- **Extracted material**

** START **

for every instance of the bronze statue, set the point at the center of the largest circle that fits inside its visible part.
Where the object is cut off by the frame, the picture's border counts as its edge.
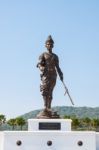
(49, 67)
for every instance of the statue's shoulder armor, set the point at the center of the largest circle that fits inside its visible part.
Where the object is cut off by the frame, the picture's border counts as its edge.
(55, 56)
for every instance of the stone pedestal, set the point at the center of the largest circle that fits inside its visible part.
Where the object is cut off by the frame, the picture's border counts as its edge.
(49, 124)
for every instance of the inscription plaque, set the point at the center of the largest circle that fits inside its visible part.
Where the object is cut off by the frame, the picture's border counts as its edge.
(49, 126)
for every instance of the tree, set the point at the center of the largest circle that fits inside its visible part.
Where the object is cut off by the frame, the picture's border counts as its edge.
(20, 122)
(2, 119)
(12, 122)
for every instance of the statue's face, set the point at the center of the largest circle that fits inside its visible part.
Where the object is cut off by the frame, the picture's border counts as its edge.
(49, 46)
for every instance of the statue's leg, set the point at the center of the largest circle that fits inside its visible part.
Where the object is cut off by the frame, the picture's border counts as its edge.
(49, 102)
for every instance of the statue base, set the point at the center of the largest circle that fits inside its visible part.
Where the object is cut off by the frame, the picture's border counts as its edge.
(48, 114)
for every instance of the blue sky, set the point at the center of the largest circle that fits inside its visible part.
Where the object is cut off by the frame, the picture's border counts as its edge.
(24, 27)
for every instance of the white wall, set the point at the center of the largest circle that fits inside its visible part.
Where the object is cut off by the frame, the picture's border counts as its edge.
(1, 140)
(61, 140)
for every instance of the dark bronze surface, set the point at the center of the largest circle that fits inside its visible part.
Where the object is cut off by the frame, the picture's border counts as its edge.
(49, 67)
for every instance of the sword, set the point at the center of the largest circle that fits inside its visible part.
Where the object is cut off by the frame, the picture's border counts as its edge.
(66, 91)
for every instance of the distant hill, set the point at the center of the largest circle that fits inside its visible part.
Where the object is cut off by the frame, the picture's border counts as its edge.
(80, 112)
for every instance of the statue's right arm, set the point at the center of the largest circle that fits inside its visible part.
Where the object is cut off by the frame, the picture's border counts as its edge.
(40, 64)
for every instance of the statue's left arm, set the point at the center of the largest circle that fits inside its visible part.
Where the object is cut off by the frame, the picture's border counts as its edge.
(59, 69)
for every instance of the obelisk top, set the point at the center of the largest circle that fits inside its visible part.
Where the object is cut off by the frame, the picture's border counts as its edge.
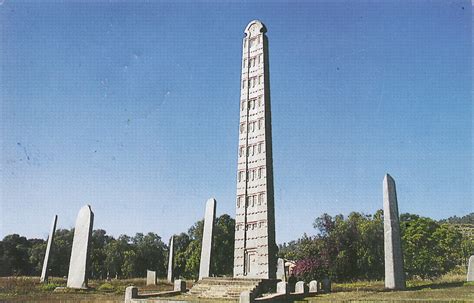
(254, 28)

** END **
** START **

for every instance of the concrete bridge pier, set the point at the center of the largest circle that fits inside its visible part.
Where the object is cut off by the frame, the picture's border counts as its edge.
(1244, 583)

** END **

- **Objective**
Duplicate the lines from the line containing "for every instance of the concrete" up to and including the line containing "(1244, 583)", reproducing them unchanged.

- **Answer to the exercise**
for every instance of the concrete bridge pier, set the point at the center of the largest circle that fits inside its visible part.
Where the object is cut off by the frame, the picture's border counts as its edge.
(1244, 583)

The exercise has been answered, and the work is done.